What follows is a set of records, each of which is to be written out exactly.

(Data to process Opens)

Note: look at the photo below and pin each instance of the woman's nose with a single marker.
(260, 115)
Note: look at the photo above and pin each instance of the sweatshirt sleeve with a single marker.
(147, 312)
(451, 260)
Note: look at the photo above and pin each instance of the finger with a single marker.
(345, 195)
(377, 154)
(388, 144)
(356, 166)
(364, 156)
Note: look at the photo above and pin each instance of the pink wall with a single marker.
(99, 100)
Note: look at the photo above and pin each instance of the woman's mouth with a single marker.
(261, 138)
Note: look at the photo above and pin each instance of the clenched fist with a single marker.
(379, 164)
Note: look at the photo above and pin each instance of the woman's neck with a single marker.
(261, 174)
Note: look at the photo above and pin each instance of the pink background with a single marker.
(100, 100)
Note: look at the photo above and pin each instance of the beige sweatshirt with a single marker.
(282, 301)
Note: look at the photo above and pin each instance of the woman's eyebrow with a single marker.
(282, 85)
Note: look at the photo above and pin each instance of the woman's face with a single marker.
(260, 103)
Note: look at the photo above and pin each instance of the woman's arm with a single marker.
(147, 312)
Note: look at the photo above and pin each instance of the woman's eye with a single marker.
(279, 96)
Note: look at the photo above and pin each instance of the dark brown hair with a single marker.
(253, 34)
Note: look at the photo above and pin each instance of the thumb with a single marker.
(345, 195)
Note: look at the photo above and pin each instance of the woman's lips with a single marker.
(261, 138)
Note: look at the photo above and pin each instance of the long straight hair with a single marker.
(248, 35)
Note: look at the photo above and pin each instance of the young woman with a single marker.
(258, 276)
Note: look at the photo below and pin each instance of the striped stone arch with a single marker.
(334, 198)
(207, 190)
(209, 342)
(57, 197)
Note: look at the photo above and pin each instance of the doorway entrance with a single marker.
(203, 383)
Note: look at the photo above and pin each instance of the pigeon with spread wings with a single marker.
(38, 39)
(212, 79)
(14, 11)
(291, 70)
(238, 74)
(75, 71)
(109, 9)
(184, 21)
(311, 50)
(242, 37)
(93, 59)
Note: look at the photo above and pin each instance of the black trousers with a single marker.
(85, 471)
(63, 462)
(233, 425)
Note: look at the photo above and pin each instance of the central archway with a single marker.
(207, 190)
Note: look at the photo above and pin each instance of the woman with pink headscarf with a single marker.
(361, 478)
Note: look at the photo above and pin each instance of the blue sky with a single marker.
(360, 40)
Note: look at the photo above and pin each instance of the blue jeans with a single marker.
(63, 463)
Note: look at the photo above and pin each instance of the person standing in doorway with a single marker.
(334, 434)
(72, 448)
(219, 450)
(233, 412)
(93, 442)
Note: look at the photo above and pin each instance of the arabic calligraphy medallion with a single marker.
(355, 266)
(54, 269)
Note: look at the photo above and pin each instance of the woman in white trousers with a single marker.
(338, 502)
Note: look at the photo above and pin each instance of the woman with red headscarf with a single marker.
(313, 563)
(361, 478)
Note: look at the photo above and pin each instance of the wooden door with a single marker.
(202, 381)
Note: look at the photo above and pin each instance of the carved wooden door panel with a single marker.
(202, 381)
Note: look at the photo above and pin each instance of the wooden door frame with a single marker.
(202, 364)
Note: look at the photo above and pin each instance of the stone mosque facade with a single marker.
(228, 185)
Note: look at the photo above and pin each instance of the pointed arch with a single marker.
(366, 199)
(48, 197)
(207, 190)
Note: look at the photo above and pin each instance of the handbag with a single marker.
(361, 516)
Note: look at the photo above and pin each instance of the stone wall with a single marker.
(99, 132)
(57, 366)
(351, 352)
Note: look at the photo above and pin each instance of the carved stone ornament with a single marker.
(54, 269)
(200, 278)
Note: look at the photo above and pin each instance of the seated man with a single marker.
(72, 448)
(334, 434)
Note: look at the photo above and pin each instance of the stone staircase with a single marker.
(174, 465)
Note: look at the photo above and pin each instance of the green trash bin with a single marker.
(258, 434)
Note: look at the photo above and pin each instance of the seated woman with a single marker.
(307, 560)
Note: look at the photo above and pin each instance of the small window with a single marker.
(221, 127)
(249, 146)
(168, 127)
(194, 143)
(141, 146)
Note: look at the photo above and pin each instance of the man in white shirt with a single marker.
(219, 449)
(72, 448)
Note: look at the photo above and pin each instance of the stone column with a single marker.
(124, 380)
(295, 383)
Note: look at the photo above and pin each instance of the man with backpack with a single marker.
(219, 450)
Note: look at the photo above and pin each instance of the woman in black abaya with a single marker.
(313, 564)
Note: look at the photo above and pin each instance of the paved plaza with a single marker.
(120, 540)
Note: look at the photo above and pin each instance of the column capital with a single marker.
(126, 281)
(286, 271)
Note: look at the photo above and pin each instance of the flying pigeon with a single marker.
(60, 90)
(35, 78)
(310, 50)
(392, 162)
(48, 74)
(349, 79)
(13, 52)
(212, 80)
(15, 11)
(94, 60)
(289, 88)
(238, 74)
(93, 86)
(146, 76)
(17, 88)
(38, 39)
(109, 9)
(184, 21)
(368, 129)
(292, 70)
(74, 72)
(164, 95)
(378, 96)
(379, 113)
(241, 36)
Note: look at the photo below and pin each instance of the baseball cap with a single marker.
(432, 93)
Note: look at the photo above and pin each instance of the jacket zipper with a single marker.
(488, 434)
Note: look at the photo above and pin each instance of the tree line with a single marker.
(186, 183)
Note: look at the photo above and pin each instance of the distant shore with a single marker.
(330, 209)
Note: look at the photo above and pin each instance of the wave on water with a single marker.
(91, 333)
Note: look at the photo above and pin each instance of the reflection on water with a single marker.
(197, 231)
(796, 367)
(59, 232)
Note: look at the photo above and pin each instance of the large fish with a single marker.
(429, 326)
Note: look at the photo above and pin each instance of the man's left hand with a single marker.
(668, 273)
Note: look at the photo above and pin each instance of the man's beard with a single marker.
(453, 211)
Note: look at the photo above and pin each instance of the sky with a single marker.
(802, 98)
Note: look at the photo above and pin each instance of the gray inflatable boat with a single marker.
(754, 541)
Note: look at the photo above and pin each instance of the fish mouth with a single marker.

(Data to process Closes)

**Exercise answer:**
Note: look at the photo below and pin each instance of the woman's nose with a single marker.
(260, 115)
Note: look at the photo above and pin each instance of the sweatshirt sleeve with a single marker.
(147, 312)
(451, 260)
Note: look at the photo above and pin each instance of the finger with a single marker.
(345, 195)
(377, 154)
(388, 144)
(356, 166)
(364, 156)
Note: look at the photo above and pin each instance of the pink wall with a single marker.
(99, 100)
Note: look at the photo above and pin each instance of the woman's mouth with a single marker.
(261, 138)
Note: look at the photo above and pin each instance of the clenched fist with a single marker.
(379, 164)
Note: look at the photo above and pin each instance of the woman's neck with a single marker.
(261, 174)
Note: look at the photo above and pin each instance of the pink background with a single marker.
(100, 100)
Note: look at the photo above and pin each instance of the beige sweatshirt with a single marker.
(282, 301)
Note: look at the photo above and pin each instance of the woman's eyebrow with a single marker.
(282, 85)
Note: look at the photo above and pin each instance of the woman's face with a single marker.
(260, 103)
Note: look at the photo above and pin each instance of the woman's arm with a single marker.
(147, 312)
Note: look at the photo above and pin each instance of the woman's eye with a single marker.
(279, 96)
Note: look at the photo above and pin each instance of the dark brown hair with a single marker.
(253, 34)
Note: look at the photo above and pin each instance of the thumb with a single marker.
(345, 195)
Note: look at the photo above and pin each instance of the woman's lips with a single marker.
(261, 138)
Note: look at the photo above and pin each instance of the long straight hair with a single marker.
(248, 35)
Note: look at the photo above and pin each instance of the young woman with a single marker.
(258, 276)
Note: look at the photo below and pin each instance of the striped stone arch with a single marker.
(334, 198)
(207, 190)
(209, 342)
(57, 197)
Note: look at the photo above and pin each instance of the doorway entrance with a single marker.
(203, 383)
Note: look at the photo above and pin each instance of the pigeon with spread wings with a single marker.
(38, 39)
(212, 79)
(14, 11)
(291, 70)
(238, 74)
(75, 71)
(109, 9)
(184, 21)
(311, 50)
(242, 37)
(93, 59)
Note: look at the photo above and pin each instance of the black trousers with a single marker.
(85, 471)
(63, 462)
(233, 425)
Note: look at the photo above and pin each instance of the central archway with a single marker.
(207, 190)
Note: look at the photo above and pin each instance of the woman with pink headscarf with a single marker.
(361, 478)
Note: look at the photo above and pin each instance of the blue sky with a single marker.
(360, 40)
Note: look at the photo above and pin each instance of the blue jeans with a single marker.
(63, 463)
Note: look at the photo above and pin each instance of the person standing in doorway with a single marker.
(334, 434)
(72, 448)
(219, 450)
(233, 412)
(93, 442)
Note: look at the photo above and pin each instance of the arabic calligraphy medallion with a single marker.
(355, 266)
(54, 269)
Note: look at the photo above and pin each instance of the woman in white trousers with a single marker.
(338, 502)
Note: look at the photo above and pin each instance of the woman with red headscarf with a single marker.
(313, 563)
(361, 478)
Note: look at the photo above and pin each instance of the wooden door with a single marker.
(202, 381)
Note: look at the photo above and pin each instance of the carved wooden door panel with a single marker.
(202, 381)
Note: look at the photo above and pin each instance of the wooden door frame with a single marker.
(202, 364)
Note: look at the photo above and pin each instance of the stone mosque facade with a single marker.
(228, 185)
Note: look at the photo above and pin each instance of the pointed arch with a single marker.
(366, 199)
(48, 197)
(207, 190)
Note: look at the photo above and pin each instance of the handbag with a single marker.
(361, 516)
Note: look at the photo above and pin each instance of the stone wall with a single marker.
(99, 132)
(57, 366)
(351, 352)
Note: look at the photo above and pin each instance of the carved stone ornament with a single marker.
(54, 269)
(200, 278)
Note: look at the photo above and pin each instance of the seated man with a single marker.
(72, 448)
(334, 434)
Note: look at the photo above and pin each instance of the stone staircase with a single marker.
(174, 465)
Note: look at the photo above and pin each instance of the green trash bin with a single marker.
(258, 434)
Note: look at the photo above and pin each instance of the seated woman with a single marker.
(307, 560)
Note: look at the photo above and pin each instance of the small window with a single marker.
(221, 127)
(249, 146)
(168, 127)
(194, 143)
(141, 146)
Note: look at the photo above and pin each instance of the man in white shirt with a single marker.
(219, 449)
(72, 448)
Note: look at the photo above and pin each instance of the stone column with a single marker.
(124, 380)
(295, 383)
Note: look at the photo above and pin each instance of the man with backpack with a single marker.
(219, 450)
Note: look at the photo above and pin each instance of the woman in black abaya with a single marker.
(313, 564)
Note: look at the photo above and pin each instance of the paved plaza with a single marker.
(120, 540)
Note: look at the photo above and pin each instance of the column capital with a single marker.
(126, 281)
(286, 271)
Note: look at the photo above and pin each instance of the flying pigeon with a single marker.
(60, 90)
(35, 78)
(310, 50)
(392, 162)
(48, 74)
(349, 79)
(13, 52)
(212, 80)
(15, 11)
(94, 60)
(289, 88)
(238, 74)
(93, 86)
(146, 76)
(17, 88)
(38, 39)
(109, 9)
(184, 21)
(368, 129)
(292, 70)
(74, 72)
(164, 95)
(378, 96)
(379, 113)
(241, 36)
Note: look at the photo below and pin each instance of the baseball cap with a single marker.
(432, 93)
Note: look at the photo above and pin each instance of the jacket zipper with a single marker.
(488, 434)
Note: look at the photo above and pin each instance of the tree line with a single marker.
(186, 183)
Note: look at the photo above and pin each instance of the distant shore with a single marker.
(330, 209)
Note: look at the photo above and pin each instance of the wave on water with a single marker.
(91, 333)
Note: look at the photo above and pin each instance of the reflection on water with a single marker.
(197, 231)
(796, 367)
(59, 232)
Note: look at the photo above and pin each instance of the large fish with a single marker.
(429, 326)
Note: look at the photo above and pin each instance of the man's left hand with a single marker.
(668, 273)
Note: look at the photo above and pin each instance of the man's beard with a single marker.
(453, 211)
Note: look at the photo above and pin each instance of the sky with a single marker.
(802, 98)
Note: look at the photo above and pin each instance of the gray inflatable boat with a single marker.
(754, 541)
Note: look at the photo above and pin each instance of the fish mouth with a single marker.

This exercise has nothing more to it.